TASK PROMPT
Take the material and output all of it exactly.

(Object outline annotations)
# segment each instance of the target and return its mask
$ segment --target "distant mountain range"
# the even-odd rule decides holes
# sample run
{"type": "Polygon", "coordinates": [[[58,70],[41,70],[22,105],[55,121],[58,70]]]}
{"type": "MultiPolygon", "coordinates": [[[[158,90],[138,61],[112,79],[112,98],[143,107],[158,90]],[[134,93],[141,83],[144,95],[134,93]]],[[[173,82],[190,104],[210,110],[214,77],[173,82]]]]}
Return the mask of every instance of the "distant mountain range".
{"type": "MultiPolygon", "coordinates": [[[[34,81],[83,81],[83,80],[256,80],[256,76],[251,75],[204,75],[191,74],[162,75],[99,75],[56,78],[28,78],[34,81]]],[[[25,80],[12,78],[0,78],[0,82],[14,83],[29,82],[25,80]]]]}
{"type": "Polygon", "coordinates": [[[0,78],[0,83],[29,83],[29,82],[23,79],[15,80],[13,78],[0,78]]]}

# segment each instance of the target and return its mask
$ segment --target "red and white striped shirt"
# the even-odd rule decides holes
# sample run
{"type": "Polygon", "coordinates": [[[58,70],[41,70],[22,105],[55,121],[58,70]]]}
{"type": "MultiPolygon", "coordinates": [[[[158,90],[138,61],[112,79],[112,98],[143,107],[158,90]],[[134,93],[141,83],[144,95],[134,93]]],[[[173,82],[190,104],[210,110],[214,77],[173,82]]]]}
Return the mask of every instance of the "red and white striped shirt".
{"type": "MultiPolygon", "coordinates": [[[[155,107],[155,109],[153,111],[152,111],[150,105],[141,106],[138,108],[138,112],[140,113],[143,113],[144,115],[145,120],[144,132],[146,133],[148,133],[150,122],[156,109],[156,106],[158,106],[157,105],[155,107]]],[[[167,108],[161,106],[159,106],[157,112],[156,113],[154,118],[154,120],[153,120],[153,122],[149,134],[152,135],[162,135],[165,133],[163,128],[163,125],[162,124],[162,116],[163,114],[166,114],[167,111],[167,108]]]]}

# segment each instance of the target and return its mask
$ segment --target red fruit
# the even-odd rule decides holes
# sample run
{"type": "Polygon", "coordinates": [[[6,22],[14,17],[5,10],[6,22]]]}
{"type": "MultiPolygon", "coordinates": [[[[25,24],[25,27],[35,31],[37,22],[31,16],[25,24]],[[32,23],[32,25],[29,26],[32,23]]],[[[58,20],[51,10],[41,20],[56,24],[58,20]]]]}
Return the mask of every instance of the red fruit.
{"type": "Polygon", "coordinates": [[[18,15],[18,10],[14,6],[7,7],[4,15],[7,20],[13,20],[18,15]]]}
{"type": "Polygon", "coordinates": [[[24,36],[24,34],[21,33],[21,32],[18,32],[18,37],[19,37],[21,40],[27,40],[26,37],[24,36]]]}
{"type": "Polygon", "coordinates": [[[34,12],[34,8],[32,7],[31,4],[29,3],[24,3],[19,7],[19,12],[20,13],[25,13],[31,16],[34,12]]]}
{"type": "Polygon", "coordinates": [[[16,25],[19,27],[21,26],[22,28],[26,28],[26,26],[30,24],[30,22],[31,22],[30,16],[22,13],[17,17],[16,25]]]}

ANSWER TO THIS TASK
# segment each instance of the target and return its mask
$ segment --target "distant mountain range"
# the even-odd rule decides holes
# sample run
{"type": "Polygon", "coordinates": [[[58,70],[41,70],[22,105],[55,121],[58,70]]]}
{"type": "MultiPolygon", "coordinates": [[[[158,90],[138,61],[112,79],[112,98],[143,107],[158,90]],[[134,93],[141,83],[144,95],[134,93]]],[[[173,82],[190,104],[210,110],[214,77],[173,82]]]]}
Return the mask of every instance of the "distant mountain range".
{"type": "MultiPolygon", "coordinates": [[[[34,81],[83,81],[83,80],[256,80],[256,76],[251,75],[204,75],[191,74],[162,75],[99,75],[56,78],[28,78],[34,81]]],[[[25,80],[12,78],[0,78],[0,82],[14,83],[29,82],[25,80]]]]}
{"type": "Polygon", "coordinates": [[[0,78],[0,83],[29,83],[29,82],[23,79],[15,80],[13,78],[0,78]]]}

# segment each instance of the target and return its mask
$ segment --target "red and white striped shirt"
# the even-odd rule decides holes
# sample run
{"type": "Polygon", "coordinates": [[[58,70],[41,70],[22,105],[55,121],[58,70]]]}
{"type": "MultiPolygon", "coordinates": [[[[158,90],[138,61],[112,79],[112,98],[143,107],[158,90]],[[134,93],[141,83],[144,95],[134,93]]],[[[173,82],[190,104],[210,110],[214,77],[173,82]]]]}
Return the mask of every instance of the "red and white striped shirt".
{"type": "MultiPolygon", "coordinates": [[[[155,107],[155,109],[153,111],[152,111],[150,105],[141,106],[138,108],[138,112],[140,113],[143,113],[144,115],[145,120],[144,132],[146,133],[148,133],[150,122],[156,109],[156,106],[158,106],[157,105],[155,107]]],[[[167,108],[161,106],[159,106],[157,112],[156,113],[154,118],[154,120],[153,120],[153,122],[149,134],[152,135],[162,135],[165,133],[163,128],[163,125],[162,124],[162,116],[163,114],[166,114],[167,111],[167,108]]]]}

# segment each instance of the target and return its mask
$ segment --target red fruit
# the even-odd rule decides holes
# sample run
{"type": "Polygon", "coordinates": [[[6,22],[14,17],[5,10],[6,22]]]}
{"type": "MultiPolygon", "coordinates": [[[[25,24],[25,27],[35,31],[37,22],[31,16],[25,24]],[[32,23],[32,25],[29,26],[32,23]]],[[[58,20],[51,10],[41,20],[56,24],[58,20]]]]}
Return the mask of every instance of the red fruit.
{"type": "Polygon", "coordinates": [[[18,15],[18,10],[14,6],[7,7],[4,15],[7,20],[13,20],[18,15]]]}
{"type": "Polygon", "coordinates": [[[24,36],[24,34],[21,33],[21,32],[18,32],[18,37],[19,37],[21,40],[27,40],[26,37],[24,36]]]}
{"type": "Polygon", "coordinates": [[[34,12],[34,8],[32,7],[31,4],[29,3],[24,3],[19,7],[19,12],[20,13],[25,13],[31,16],[34,12]]]}
{"type": "Polygon", "coordinates": [[[16,25],[19,27],[21,26],[22,28],[26,28],[26,26],[30,24],[30,22],[31,22],[30,16],[22,13],[17,17],[16,25]]]}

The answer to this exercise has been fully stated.